**To do**
Can you carry on the passage about schema-driven tag repair, starting right after its last sentence?

**Document extract**
Scope of Application

Once a schema is configured and loaded for empty tag auto-closing, any content that references that schema and is loaded from an external source is automatically repaired as directed by that schema.

Disabling Empty Tag Auto-Close

There are several ways to disable load-time empty tag auto-close repair:

  1. Disable content repair at load-time using the applicable option for your chosen language interface.
  2. Remove the corresponding schema from the database and ensure that none of the content to be loaded in the future still references that schema.
  3. Modify the referenced schema to remove the empty tag definitions.
Removing the schema from the database does not impact documents already loaded under the rubric of that schema, at least with respect to their empty tags being properly closed. To the extent that the schema in question contains other information about the content that is used during query processing, you should consider the removal of the schema from the database carefully.

Schema-Driven Tag Repair

MarkLogic Server supports the use of XML schemas for more complex schema-driven tag repair. This enables you to use XML schemas to define a set of general rules that govern how various elements interact hierarchically within an XML document.

What Schema-Driven Tag Repair Does

For example, consider the following SGML document snippet:

<book>
<section><para>This is a paragraph in section 1.
<section><para>This is a paragraph in section 2.
</book>

This snippet illustrates one of the key challenges created by interpreting markup languages as XML. Under default settings, the server repairs and loads this content as follows (indentation and line breaks added for clarification):

<book>
  <section>
    <para>
    This is a paragraph in section 1.
      <section>       
        <para>This is a paragraph in section 2.</para>
      </section>    </para>
  </section>
</book>

The repaired content shown above is almost certainly not what the author intended. However, it is all that the server can accomplish using only general-purpose tag repair.

Schema-driven content repair improves the situation by allowing you to indicate constraints in the relationships between elements by using an XML schema. In this case, you can indicate that a <section> element may only contain <para> elements. Therefore, a <section> element cannot be a child of another <section> element. In addition, you can indicate that <para> element is a simple type that only contains text. Using the schema, MarkLogic Server can improve the quality of content repair that it performs. For example, the server can use the schema to know that it should check to see if there is an open <section> element on the stack whenever it encounters a new <section> element.

**Data lines**
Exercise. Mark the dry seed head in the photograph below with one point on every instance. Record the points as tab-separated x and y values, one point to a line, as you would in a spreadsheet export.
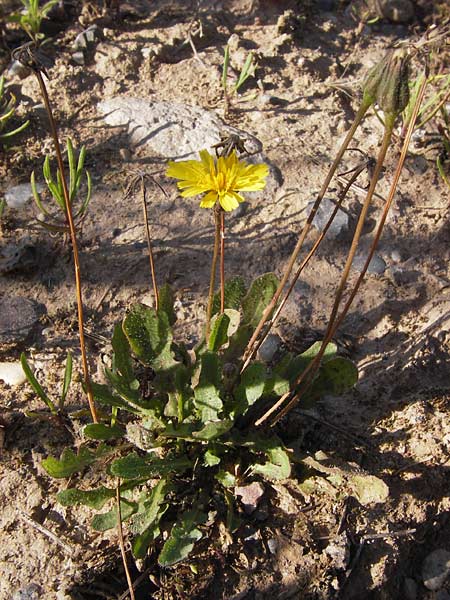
387	82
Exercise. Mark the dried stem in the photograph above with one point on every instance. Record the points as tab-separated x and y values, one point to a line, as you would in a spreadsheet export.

**Exercise output**
The resulting repair of the SGML document snippet shown above is closer to the original intent of the document author:

<book>
  <section>
    <para>
      This is a paragraph in section 1.
    </para>
  </section>
  <section>       
    <para>
      This is a paragraph in section 2.
    </para>
  </section>   
</book>How it works

To take advantage of schema-driven tag repair, you must first define an XML schema that describes the constraints on the relationships between elements. Using this information, when tMarkLogic Server loads content from an external source, it automatically closes tags still open on its stack when it encounters an open tag that would violate the specified constraints.

Unlike general-purpose tag repair, which is triggered by unexpected closing tags, schema-driven tag repair is triggered by unexpected opening tags, so the two different repair models interoperate cleanly. In the worst case, schema-driven tag repair may, as directed by the governing schema for the document being loaded, automatically close an element sooner than that element is explicitly closed in the document itself. This case only occurs when the relationship between elements in the document is at odds with the constraints described in the schema, in which case the schema is used as the dominating decision factor.

The following is an example of a schema that specifies the following constraints:

  • <book> elements in the http://www.mydomain.com/sgml namespace can only contain <section> elements.
  • <section> elements in the http://www.mydomain.com/sgml namespace can only contain <para> elements.
  • <para> elements in the http://www.mydomain.com/sgml namespace can only contain text.
    <xs:schema
      targetNamespace="http://www.mydomain.com/sgml"
      xsi:schemaLocation="http://www.w3.org/2001/XMLSchema XMLSchema.xsd"
      xmlns:xs="http://www.w3.org/2001/XMLSchema"
      xmlns:xsi="http://www.w3.org/2001/XMLSchema-instance">
    
      <xs:complexType name="book">
        <xs:choice minOccurs="0" maxOccurs="unbounded">
          <xs:element ref="section"/>
        </xs:choice>
      </xs:complexType>
      <xs:complexType name="section">
        <xs:choice minOccurs="0" maxOccurs="unbounded">
          <xs:element ref="para"/>
        </xs:choice>
      </xs:complexType>
      <xs:element name="book" type="book"/>
      <xs:element name="section" type="section"/>
      <xs:element name="para" type="xs:string"/>
    </xs:schema>

If the sample SGML document shown above is loaded under the control of this simple schema, it is corrected as specified.

To make this happen, two things are required:

  • The schema must be loaded into MarkLogic Server.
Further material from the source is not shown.